Petunjuk Tugas:
[a] Terjemahkan kalimat dari teks bacaan di bawah ini ke dalam bahasa Inggris: "Bahkan India-Cina telah mengaktifkan kembali manuver militer bersama setelah terkendala sejak 2008 akibat friksi diplomatik."
[b] Teruskan teks tentang persaingan pengaruh di Asia Pasifik di bawah ini, dimulai sesudah kalimat terakhirnya.

Teks Bacaan:
—————

5) Kuatnya pengaruh Cina di Asia Pasifik dan sekitarnya akibat "Kebijakan Panda" serta melebarnya String of Pearls (pola penguasaan perairan dari Laut Cina Selatan-Selat Malaka-Laut Arab-Teluk Persia dll) merupakan strategi Negeri Paman Mao di perairan via pembangunan pelabuhan-pelabuhan di negara-negara pesisir Lautan Hindia dan Laut Cina Selatan. Bahkan India-Cina telah mengaktifkan kembali manuver militer bersama setelah terkendala sejak 2008 akibat friksi diplomatik. Tak ketinggalan adalah perambahan hegemoni melalui Kebijakan Panda (investasi/uang) terhadap negara-negara pulau di Lautan Pasifik yang selama ini dalam orbit dan kendali AS;   

6) Suksesnya penyelenggaraan KTT GNB ke 16 diikuti lebih 100-an negara di Tehran ialah ujud riil kemenangan diplomasi Iran terhadap AS dan sekutunya karena selama ini Barat berupaya menggiring opini agar dunia memusuhi dan mengucilkan Iran;

7) Kunjungan mendadak Hillary Clinton ke beberapa negara peserta dan anggota APEC yang berujung dalam KTT APEC di Vladivostok, selain mencerminkan "kepanikan AS" ---meminjam istilah Hendrajit --- secara tersirat menyimpan urgen agenda di Asia Pasifik. Inti kunjungan ke Indonesia, selain berkomitmen mendukung kepemimpinan Indonesia dalam KTT APEC 2013 di Bali, AS juga "menegur" atas intoleransi terhadap minoritas, dan lain-lain.

—————

Baris Data:
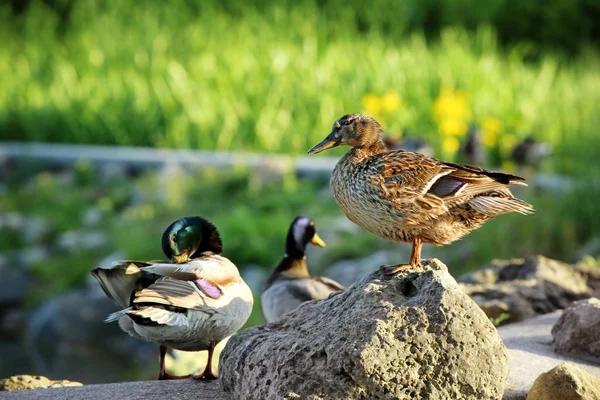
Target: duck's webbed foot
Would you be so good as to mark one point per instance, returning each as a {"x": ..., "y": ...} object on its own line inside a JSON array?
[
  {"x": 164, "y": 375},
  {"x": 207, "y": 373},
  {"x": 391, "y": 270}
]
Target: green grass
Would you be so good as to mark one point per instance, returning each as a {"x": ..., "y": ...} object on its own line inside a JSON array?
[{"x": 271, "y": 78}]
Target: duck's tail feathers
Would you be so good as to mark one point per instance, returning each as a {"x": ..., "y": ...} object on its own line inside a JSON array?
[
  {"x": 117, "y": 315},
  {"x": 493, "y": 206}
]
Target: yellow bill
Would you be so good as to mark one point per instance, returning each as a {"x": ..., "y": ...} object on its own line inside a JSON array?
[{"x": 317, "y": 241}]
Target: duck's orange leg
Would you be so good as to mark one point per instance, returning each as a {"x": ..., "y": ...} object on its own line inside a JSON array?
[
  {"x": 163, "y": 375},
  {"x": 207, "y": 373},
  {"x": 415, "y": 259}
]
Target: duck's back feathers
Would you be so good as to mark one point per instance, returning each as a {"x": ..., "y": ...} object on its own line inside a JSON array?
[
  {"x": 120, "y": 280},
  {"x": 435, "y": 186},
  {"x": 286, "y": 294}
]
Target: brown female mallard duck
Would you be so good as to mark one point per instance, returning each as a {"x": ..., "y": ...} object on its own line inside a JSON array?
[
  {"x": 409, "y": 197},
  {"x": 290, "y": 284}
]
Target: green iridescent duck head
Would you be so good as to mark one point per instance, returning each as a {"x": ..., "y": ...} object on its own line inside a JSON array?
[
  {"x": 302, "y": 232},
  {"x": 190, "y": 237}
]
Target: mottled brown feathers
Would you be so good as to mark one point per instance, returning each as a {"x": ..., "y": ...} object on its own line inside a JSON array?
[{"x": 399, "y": 195}]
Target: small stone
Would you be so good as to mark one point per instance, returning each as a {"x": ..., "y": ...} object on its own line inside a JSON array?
[
  {"x": 577, "y": 331},
  {"x": 346, "y": 272},
  {"x": 565, "y": 382},
  {"x": 413, "y": 335},
  {"x": 524, "y": 288},
  {"x": 27, "y": 382}
]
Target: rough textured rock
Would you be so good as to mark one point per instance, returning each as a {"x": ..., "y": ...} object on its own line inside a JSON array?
[
  {"x": 578, "y": 329},
  {"x": 530, "y": 351},
  {"x": 26, "y": 382},
  {"x": 565, "y": 382},
  {"x": 415, "y": 335},
  {"x": 524, "y": 288},
  {"x": 152, "y": 390}
]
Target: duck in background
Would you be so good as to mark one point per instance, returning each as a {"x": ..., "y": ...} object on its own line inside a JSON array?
[
  {"x": 408, "y": 197},
  {"x": 472, "y": 149},
  {"x": 190, "y": 303},
  {"x": 529, "y": 152},
  {"x": 290, "y": 284}
]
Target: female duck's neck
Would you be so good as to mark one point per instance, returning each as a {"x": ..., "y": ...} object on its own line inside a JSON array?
[{"x": 359, "y": 154}]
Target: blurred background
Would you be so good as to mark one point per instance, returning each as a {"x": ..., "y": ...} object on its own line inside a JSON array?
[{"x": 505, "y": 84}]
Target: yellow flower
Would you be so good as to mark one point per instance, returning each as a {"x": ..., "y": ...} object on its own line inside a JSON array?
[
  {"x": 371, "y": 104},
  {"x": 489, "y": 138},
  {"x": 453, "y": 127},
  {"x": 492, "y": 125},
  {"x": 509, "y": 141},
  {"x": 450, "y": 145},
  {"x": 390, "y": 101}
]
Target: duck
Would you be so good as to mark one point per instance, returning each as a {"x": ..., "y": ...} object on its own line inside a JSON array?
[
  {"x": 290, "y": 284},
  {"x": 189, "y": 303},
  {"x": 409, "y": 143},
  {"x": 405, "y": 196}
]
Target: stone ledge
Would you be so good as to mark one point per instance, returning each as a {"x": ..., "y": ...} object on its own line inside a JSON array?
[{"x": 149, "y": 390}]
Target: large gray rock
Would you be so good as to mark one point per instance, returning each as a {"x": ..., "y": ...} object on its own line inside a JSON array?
[
  {"x": 578, "y": 330},
  {"x": 565, "y": 382},
  {"x": 415, "y": 335},
  {"x": 530, "y": 351},
  {"x": 525, "y": 288}
]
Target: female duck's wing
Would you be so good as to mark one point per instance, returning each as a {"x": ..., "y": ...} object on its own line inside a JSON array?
[
  {"x": 432, "y": 186},
  {"x": 403, "y": 179}
]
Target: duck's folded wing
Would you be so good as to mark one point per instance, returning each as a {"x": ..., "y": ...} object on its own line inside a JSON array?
[
  {"x": 199, "y": 294},
  {"x": 119, "y": 280},
  {"x": 405, "y": 178},
  {"x": 312, "y": 288},
  {"x": 192, "y": 270}
]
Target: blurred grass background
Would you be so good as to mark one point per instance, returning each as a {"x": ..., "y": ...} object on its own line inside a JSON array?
[{"x": 273, "y": 77}]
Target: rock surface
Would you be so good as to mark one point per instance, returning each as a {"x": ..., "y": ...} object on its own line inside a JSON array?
[
  {"x": 415, "y": 335},
  {"x": 525, "y": 288},
  {"x": 565, "y": 382},
  {"x": 530, "y": 351},
  {"x": 578, "y": 330},
  {"x": 27, "y": 382},
  {"x": 152, "y": 390}
]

—————

Jawaban Tiap Tugas:
[a] In fact, India and China have reactivated joint military maneuvers after they had been stalled since 2008 due to diplomatic friction.

[b]
Agaknya perubahan geopolitik di atas, dicermati secara menarik oleh Toni Cartalucci, peneliti senior di Central for Research Globalization (CRG), Kanada. Ia membuat analogi bahwa Cina ibarat Gulliver yang terdampar di Pulau Liliput. Ketika terbangun ia mendapati dirinya terjerat tali oleh (kaum liliput) orang-orang kecil di sekeliling.

Menafsir analog Cartalucci, sepertinya Paman Sam hendak menggunakan negara-negara (proxy) di sekeliling Cina yang tergabung pada blok supra-nasional (ASEAN) sebagai front untuk "memaksa" (tie down) supaya mengikuti aturan main dan cara yang sama.  Dalam buku Perang Cina Kuno strategi itu disebut "membunuh dengan pisau pinjaman". Atau kata mBah saya, nabok nyeleh tangan!

Dan tampaknya, tafsiran ini terbukti dengan dukungan serta anjuran Panetta kepada Menhan se-ASEAN agar "bertindak seragam" terkait sengketa di Laut Cina Selatan. Secara tersirat, anjuran Panetta bersifat provokatif sebab tie down dan tindakan seragam bisa dimaknai "silahkan keroyok Cina". Tapi Cartalucci mengingatkan, skenario tersebut tidak akan sukses seperti kisah ‘Perjalanan Gulliver', bahkan mungkin sebaliknya. Artinya justru Cina yang kelak membebaskan dirinya sendiri dari jeratan temali, lalu bangkit dan menginjak-injak bangsa liliput di sekitarnya!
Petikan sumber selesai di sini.